● **WRITTEN INSTRUCTION**:
Please find every line in the rows below that contains the word "jersey", and copy each of those lines in full.

● **TASK INPUTS**:
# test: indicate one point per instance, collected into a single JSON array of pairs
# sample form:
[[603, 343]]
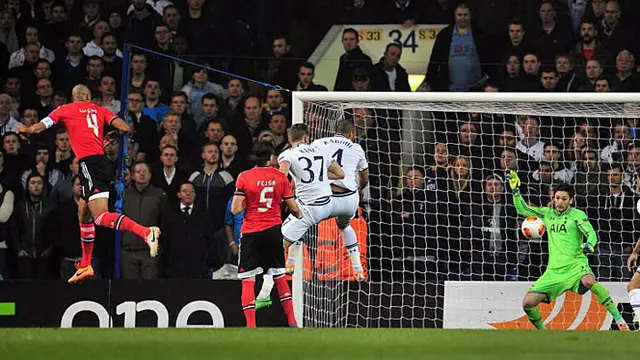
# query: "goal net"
[[439, 221]]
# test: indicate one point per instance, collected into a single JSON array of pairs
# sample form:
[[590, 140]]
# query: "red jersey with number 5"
[[264, 189], [85, 124]]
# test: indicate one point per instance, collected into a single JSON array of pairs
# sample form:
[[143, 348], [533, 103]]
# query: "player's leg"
[[589, 282], [634, 296], [99, 209], [247, 270], [264, 297], [345, 208], [530, 307], [87, 237], [273, 258]]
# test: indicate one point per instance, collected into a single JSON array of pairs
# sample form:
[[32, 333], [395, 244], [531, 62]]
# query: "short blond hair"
[[81, 93]]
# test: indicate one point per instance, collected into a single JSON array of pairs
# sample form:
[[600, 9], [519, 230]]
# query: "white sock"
[[267, 285], [351, 243], [634, 300], [293, 252]]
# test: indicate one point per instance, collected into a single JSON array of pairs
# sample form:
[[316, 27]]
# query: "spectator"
[[67, 233], [43, 166], [171, 17], [107, 90], [214, 132], [512, 80], [71, 70], [15, 162], [91, 10], [8, 34], [306, 73], [602, 84], [152, 106], [626, 79], [210, 111], [588, 177], [214, 183], [6, 210], [139, 75], [31, 231], [278, 127], [147, 205], [568, 80], [495, 240], [554, 35], [620, 139], [7, 122], [247, 128], [285, 65], [549, 79], [614, 34], [145, 129], [18, 57], [531, 67], [236, 98], [460, 70], [530, 145], [166, 175], [616, 217], [197, 87], [352, 59], [229, 162], [588, 48], [141, 22], [388, 74], [95, 70], [188, 233], [63, 154], [518, 44], [63, 190], [111, 56]]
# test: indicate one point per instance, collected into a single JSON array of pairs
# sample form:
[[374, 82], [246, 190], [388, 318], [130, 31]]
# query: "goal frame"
[[299, 97]]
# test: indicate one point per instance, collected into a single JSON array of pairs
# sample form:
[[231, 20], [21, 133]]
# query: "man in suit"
[[187, 235], [166, 175]]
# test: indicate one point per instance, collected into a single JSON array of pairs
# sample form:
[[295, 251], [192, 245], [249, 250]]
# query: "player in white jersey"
[[346, 197], [312, 172]]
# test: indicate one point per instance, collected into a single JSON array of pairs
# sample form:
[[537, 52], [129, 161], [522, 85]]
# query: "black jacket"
[[186, 240], [380, 80], [438, 71], [350, 61], [32, 226]]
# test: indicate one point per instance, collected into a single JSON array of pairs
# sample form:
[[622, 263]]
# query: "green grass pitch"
[[325, 344]]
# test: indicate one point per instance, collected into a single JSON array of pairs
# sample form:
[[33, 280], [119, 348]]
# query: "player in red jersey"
[[85, 123], [261, 190]]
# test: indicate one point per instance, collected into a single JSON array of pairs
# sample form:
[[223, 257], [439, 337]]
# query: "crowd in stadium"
[[196, 125]]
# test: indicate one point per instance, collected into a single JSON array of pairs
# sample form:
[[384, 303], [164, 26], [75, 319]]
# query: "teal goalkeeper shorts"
[[555, 282]]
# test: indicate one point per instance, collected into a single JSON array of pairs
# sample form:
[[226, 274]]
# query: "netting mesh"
[[438, 206]]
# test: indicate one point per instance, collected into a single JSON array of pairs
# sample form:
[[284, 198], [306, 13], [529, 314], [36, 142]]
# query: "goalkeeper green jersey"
[[565, 232]]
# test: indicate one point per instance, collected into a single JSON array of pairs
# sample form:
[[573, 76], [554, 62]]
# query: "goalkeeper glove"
[[514, 181], [587, 248]]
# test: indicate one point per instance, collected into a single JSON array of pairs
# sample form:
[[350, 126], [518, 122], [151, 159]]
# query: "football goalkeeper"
[[568, 268]]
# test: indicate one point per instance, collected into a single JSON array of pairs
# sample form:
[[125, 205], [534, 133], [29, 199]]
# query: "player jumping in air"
[[260, 191], [312, 172], [568, 268], [85, 123]]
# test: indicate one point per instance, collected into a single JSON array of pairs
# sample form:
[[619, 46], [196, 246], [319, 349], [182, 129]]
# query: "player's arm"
[[35, 128], [335, 172], [522, 207]]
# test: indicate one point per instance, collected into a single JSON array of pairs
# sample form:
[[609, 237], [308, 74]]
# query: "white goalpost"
[[439, 216]]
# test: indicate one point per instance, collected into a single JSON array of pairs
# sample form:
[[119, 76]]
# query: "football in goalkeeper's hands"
[[533, 228]]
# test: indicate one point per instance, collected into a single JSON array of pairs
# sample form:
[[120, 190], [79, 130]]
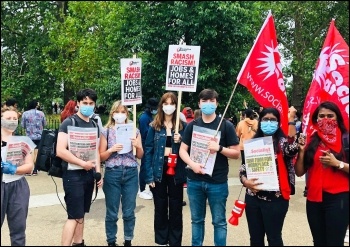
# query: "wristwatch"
[[341, 165]]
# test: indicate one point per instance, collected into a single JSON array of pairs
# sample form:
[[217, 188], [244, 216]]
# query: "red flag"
[[262, 75], [330, 80]]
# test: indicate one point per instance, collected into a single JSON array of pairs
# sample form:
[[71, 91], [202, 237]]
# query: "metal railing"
[[51, 124]]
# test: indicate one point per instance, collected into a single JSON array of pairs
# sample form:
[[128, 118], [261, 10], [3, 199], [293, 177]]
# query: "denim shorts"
[[78, 187]]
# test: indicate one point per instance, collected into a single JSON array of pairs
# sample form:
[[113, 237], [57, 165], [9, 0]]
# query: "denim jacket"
[[154, 156]]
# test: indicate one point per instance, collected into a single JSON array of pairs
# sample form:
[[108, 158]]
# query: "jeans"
[[142, 175], [198, 193], [120, 185], [329, 219], [167, 198], [265, 217]]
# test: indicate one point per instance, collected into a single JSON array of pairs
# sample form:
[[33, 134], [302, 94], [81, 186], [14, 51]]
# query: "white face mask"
[[119, 117], [168, 109]]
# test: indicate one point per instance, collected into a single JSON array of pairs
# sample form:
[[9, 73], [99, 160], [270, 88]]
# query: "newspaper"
[[15, 151], [260, 162], [124, 133], [17, 148], [83, 143], [199, 147]]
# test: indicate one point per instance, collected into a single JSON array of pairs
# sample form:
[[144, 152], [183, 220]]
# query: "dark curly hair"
[[315, 139]]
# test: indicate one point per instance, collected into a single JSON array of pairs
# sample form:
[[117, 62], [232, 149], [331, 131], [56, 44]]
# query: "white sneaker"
[[145, 195]]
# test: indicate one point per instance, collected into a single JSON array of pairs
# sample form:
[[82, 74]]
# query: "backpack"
[[47, 160]]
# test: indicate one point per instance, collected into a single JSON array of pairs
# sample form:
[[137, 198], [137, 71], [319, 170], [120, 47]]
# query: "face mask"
[[86, 110], [119, 117], [327, 126], [269, 128], [9, 124], [208, 108], [168, 109]]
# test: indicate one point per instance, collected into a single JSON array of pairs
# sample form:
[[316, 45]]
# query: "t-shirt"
[[78, 123], [228, 138]]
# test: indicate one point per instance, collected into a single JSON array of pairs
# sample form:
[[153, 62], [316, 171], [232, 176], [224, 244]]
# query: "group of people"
[[324, 157]]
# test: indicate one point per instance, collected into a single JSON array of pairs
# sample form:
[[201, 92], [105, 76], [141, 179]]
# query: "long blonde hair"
[[158, 121], [116, 105]]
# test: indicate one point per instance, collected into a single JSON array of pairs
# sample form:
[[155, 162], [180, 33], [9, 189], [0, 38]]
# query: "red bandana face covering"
[[328, 131]]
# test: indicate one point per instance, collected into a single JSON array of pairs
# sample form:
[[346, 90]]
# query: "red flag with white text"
[[330, 80], [262, 75]]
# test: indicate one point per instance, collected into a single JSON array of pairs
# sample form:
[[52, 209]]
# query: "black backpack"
[[47, 160]]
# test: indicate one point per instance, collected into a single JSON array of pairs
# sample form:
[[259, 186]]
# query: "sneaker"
[[145, 195], [127, 243], [80, 244]]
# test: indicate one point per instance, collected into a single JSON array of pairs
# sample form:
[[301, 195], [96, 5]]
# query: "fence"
[[51, 124]]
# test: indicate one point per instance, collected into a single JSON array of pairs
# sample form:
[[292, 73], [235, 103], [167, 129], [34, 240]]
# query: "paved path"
[[47, 217]]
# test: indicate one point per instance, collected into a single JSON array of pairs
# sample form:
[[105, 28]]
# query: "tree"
[[301, 29], [24, 32]]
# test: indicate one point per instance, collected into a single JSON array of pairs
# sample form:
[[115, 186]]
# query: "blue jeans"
[[198, 192], [120, 184]]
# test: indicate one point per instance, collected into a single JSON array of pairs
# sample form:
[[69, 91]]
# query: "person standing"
[[14, 187], [145, 119], [34, 121], [121, 175], [78, 175], [266, 210], [326, 162], [246, 129], [167, 189], [201, 186]]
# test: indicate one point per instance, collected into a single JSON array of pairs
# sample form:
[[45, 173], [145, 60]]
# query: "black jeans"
[[329, 219], [167, 198], [265, 217]]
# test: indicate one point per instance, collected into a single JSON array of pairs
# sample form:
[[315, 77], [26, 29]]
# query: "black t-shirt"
[[78, 123], [228, 138]]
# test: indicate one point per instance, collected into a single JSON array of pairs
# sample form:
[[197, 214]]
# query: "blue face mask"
[[208, 108], [269, 128], [86, 110]]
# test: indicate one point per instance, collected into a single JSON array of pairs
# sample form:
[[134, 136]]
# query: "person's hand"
[[328, 159], [135, 142], [8, 168], [177, 138], [90, 164], [213, 146], [197, 168], [301, 141], [115, 148], [252, 184]]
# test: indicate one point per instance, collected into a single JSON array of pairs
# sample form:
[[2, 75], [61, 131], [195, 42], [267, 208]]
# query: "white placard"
[[130, 70], [182, 69], [260, 162]]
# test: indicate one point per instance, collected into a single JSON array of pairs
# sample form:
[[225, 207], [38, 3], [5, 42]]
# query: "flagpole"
[[222, 118]]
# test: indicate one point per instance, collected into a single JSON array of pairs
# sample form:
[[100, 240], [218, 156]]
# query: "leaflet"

● **FINISHED EXERCISE**:
# query: "red jersey with number 5"
# query: "player in white jersey"
# query: "player in red jersey"
# query: "goalkeeper green jersey"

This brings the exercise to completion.